• [Records from a data collection]:
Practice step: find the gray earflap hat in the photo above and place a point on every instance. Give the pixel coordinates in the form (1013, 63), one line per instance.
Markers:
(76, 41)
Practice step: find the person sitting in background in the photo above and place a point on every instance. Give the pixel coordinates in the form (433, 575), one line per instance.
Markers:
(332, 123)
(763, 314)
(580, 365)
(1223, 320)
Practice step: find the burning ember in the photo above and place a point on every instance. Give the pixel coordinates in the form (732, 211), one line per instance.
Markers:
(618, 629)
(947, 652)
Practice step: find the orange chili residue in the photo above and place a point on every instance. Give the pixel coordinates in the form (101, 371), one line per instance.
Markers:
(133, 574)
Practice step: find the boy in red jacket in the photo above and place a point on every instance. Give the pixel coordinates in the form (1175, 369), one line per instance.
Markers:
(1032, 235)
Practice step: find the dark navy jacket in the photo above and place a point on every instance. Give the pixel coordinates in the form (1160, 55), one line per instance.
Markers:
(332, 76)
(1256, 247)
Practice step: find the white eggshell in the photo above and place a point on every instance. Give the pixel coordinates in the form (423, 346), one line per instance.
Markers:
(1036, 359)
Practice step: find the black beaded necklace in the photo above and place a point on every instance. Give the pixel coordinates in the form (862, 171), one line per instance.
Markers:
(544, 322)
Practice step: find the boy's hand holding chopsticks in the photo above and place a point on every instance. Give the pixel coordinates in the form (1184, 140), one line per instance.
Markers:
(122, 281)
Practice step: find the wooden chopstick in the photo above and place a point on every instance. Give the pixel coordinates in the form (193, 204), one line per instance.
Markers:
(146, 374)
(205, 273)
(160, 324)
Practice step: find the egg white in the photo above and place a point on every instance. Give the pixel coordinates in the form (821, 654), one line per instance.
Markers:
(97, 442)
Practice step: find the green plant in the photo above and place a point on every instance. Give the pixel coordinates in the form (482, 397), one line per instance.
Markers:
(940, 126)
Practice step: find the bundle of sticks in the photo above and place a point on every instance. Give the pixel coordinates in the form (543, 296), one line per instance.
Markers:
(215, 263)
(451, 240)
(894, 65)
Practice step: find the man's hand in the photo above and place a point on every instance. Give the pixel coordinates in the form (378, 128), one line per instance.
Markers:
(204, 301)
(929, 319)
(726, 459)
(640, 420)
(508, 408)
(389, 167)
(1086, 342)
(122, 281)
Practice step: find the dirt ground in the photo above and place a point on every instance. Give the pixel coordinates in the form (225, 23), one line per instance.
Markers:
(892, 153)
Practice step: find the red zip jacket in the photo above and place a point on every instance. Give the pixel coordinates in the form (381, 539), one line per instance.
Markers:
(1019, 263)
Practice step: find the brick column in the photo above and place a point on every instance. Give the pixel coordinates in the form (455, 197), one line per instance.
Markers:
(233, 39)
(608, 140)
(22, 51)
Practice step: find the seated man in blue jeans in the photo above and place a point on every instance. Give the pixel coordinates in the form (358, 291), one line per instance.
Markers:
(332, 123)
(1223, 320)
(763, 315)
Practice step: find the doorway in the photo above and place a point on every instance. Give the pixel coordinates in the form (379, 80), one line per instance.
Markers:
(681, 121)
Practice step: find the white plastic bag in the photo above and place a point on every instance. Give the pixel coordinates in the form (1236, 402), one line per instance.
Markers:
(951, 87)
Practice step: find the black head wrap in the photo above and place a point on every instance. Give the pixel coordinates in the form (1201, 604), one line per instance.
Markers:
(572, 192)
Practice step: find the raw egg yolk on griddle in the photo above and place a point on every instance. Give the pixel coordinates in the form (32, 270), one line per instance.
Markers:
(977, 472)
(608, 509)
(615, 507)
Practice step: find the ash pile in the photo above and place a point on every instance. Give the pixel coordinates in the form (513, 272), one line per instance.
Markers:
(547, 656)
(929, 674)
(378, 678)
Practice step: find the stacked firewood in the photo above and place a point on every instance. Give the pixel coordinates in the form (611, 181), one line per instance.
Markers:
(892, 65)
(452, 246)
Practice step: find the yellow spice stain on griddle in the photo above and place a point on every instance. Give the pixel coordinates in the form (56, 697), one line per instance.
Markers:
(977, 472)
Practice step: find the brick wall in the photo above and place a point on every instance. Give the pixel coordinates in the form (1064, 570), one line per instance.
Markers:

• [Aim of the task]:
Using the exact wording, transcribe all the records above.

• [Completed exercise]:
Practice step: find the gray earflap hat in the photo above and place a point on every instance. Give the pixel coordinates in the form (1013, 63), one line per instance.
Markers:
(76, 41)
Practice step: find the person sitting in background in the photo above and place a point on every instance. Give the pixel coordinates in the form (433, 575), one line per instance.
Markers:
(332, 123)
(763, 314)
(580, 365)
(1223, 320)
Practice step: find the burning ember in the photo above and place a point on every instance. Give the pixel coordinates in the form (732, 211), one line per instance.
Markers:
(618, 629)
(947, 652)
Practice step: find the orange chili residue in the photo above and place a point on every instance. Give the pixel coordinates in the form (101, 371), one line per instance.
Markers:
(133, 574)
Practice step: find the boy in red jacket in the photo above and place a point on every instance. Give the pixel coordinates in the form (1175, 369), one line per instance.
Markers:
(1032, 235)
Practice step: find the dark navy jacket in the photo above and place a point on every instance. Give the pixel coordinates in the form (1160, 55), one line per instance.
Markers:
(332, 76)
(1256, 247)
Practice step: find the white eggshell in the photo above and place a point on every instance. Give the pixel coordinates in the form (423, 346), one line per instance.
Markers:
(1036, 359)
Practice step: find the black beaded necklace in the photo above and place a point on every instance. Give the pixel coordinates in the form (862, 171), one line per instance.
Markers:
(544, 322)
Practice step: find the boy's hand holding chopsticks in the photo above and place a point on every instance. Give the pixel coordinates in the form (1184, 140), one line per instance.
Markers:
(122, 281)
Practice step: find the wooden chopstick in the photo above and place a point on every instance. Give the pixel coordinates in the form (193, 204), one line per instance.
Markers:
(146, 374)
(205, 273)
(160, 324)
Practice step: find the egg white in the photo above and place a point on every instance. Give the pixel coordinates in the form (821, 654), one line per instance.
Markers:
(97, 442)
Practice step: find the green plant in the photo above and place a point on every instance. Give the pixel coordinates in the form (482, 397), one line per instance.
Markers:
(940, 126)
Practice step: find the bundle of sticks in the photo above and place a point on every instance. Give the pixel coordinates in the form (543, 296), one line per instance.
Markers:
(215, 263)
(451, 240)
(894, 65)
Practice step: find the man's hand in the photo above and place a point on every instance. Give the pixel coordinates in the form (378, 128), one line per instance.
Markers:
(204, 301)
(929, 319)
(726, 459)
(640, 420)
(508, 408)
(389, 167)
(1086, 342)
(122, 281)
Practice step: find the dirt ground in the photo above and place a point on every instance. Give the pixel coordinates in the form (225, 23), one line per instance.
Markers:
(892, 153)
Practice step: find the red zip jacket in the photo above and place a point on every instance. Give the pixel coordinates in the form (381, 539), one line per instance.
Markers:
(1019, 263)
Practice step: find the brick column in the photo above and place a point on every instance. Give the pixel coordinates in the form (455, 197), one line per instance.
Markers:
(233, 39)
(608, 140)
(22, 51)
Practice step: find the seated man in blue jeans in the photo above and place a point on every instance. Give the pixel coordinates in the form (358, 291), one line per instance.
Markers:
(332, 123)
(1223, 320)
(763, 315)
Practice step: find the doorway in the photo above and place a point on every instance. Give the pixel coordinates in the form (379, 80), one line per instance.
Markers:
(681, 121)
Practice step: find the white plastic bag in the photo above and place a point on every instance. Give the pixel coordinates in the form (1236, 402), one line per instance.
Markers:
(951, 87)
Practice step: find the black head wrap in the photo above and place a point on every instance. Give the pixel coordinates in the form (1201, 604), one line per instance.
Markers:
(572, 192)
Practice step: find the raw egg yolk on griddle in the photo above and place a point on every instance. Give the pixel coordinates in the form (32, 270), one line per instance.
Markers:
(977, 472)
(608, 509)
(615, 507)
Practice step: find the ash pile in the photo above and place a point on every instance. Give the pixel coordinates in the form (513, 272), one line per instance.
Markers:
(547, 656)
(929, 674)
(378, 678)
Practice step: find the stacked firewood in the photo above and place a point on every instance. Give the pixel coordinates in the form (611, 181), one line per instance.
Markers:
(892, 65)
(452, 246)
Practice step: find the yellow spice stain on griddle in the photo above and place a point on every instance. Give the pixel coordinates in the form (56, 697), one line per instance.
Markers:
(977, 472)
Practice step: find the brick wall in the photo above and place a point on every instance. Give the pixel coordinates in the form (1064, 570), one line per instance.
Markers:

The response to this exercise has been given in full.